Aim of the exercise: Count the lines in the entries that contain the string "marsh" and give only that number.

Dataset entries
◇ ◇ ◇
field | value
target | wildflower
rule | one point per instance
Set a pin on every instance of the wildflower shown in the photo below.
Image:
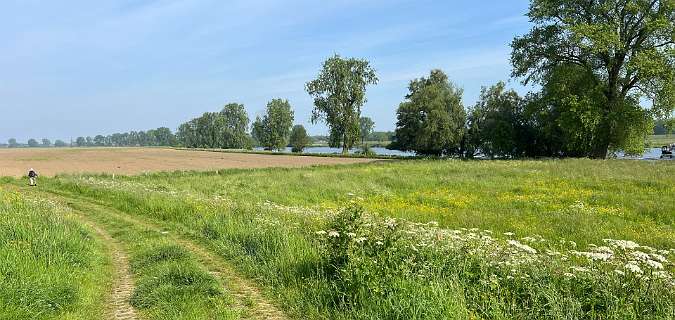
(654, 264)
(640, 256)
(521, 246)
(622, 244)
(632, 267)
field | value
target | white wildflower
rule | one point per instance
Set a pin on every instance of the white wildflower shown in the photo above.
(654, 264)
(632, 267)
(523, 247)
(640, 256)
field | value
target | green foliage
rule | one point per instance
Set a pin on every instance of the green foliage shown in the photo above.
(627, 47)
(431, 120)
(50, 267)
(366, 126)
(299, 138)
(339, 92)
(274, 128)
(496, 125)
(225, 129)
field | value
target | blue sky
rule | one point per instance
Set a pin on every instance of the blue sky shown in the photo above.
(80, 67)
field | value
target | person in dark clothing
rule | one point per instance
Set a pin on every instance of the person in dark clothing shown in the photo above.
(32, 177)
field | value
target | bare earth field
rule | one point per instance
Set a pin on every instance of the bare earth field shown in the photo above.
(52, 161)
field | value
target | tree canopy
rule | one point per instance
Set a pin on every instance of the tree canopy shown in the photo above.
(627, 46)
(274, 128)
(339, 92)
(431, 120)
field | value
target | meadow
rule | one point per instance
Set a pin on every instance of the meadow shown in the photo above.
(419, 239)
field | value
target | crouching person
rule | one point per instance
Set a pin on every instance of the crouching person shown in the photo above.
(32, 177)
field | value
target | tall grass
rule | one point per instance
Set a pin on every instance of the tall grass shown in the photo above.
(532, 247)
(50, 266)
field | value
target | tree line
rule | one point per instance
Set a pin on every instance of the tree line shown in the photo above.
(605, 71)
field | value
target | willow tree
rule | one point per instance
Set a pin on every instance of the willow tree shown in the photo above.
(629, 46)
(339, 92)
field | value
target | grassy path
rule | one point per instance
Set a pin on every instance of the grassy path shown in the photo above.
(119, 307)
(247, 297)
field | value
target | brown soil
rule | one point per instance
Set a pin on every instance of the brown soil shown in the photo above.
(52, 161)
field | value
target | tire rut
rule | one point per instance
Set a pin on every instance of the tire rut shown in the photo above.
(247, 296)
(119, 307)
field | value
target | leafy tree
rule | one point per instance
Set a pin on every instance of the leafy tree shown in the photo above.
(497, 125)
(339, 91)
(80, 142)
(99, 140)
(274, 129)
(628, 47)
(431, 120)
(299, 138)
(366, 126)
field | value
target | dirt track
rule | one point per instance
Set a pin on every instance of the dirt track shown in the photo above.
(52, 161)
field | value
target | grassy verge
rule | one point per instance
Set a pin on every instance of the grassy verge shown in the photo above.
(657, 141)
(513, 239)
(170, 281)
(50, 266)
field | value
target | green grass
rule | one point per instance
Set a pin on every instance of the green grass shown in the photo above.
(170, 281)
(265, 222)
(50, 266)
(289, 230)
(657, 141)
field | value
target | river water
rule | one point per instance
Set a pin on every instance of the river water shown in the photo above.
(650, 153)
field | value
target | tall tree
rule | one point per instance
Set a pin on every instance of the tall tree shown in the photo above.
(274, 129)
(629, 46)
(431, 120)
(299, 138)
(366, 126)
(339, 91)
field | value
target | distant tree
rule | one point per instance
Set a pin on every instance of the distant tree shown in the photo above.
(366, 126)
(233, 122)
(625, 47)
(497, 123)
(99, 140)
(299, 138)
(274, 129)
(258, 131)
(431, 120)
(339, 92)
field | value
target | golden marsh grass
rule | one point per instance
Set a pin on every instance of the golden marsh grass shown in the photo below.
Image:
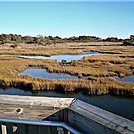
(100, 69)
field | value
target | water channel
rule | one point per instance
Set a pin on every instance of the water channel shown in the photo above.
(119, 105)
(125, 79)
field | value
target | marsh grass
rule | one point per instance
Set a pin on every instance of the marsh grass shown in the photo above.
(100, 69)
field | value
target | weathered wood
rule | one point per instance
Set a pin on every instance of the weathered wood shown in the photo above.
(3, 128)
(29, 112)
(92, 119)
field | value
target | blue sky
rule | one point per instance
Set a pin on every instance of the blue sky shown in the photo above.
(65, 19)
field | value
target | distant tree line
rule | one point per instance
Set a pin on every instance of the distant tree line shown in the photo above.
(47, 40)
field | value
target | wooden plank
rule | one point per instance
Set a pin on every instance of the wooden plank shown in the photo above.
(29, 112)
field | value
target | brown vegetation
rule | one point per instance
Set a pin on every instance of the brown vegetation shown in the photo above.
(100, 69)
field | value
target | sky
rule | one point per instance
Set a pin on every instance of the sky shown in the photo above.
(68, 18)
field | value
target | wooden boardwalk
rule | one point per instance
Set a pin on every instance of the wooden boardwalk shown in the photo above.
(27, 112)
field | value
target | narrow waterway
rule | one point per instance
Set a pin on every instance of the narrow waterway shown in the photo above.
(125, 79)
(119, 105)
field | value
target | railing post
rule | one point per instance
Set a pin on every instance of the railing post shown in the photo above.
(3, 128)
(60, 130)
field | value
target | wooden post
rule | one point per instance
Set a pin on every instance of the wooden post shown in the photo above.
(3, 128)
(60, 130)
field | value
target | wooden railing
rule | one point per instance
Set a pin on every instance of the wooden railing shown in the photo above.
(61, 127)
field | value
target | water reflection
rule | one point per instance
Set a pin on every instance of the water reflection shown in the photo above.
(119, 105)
◇ ◇ ◇
Written solution: 4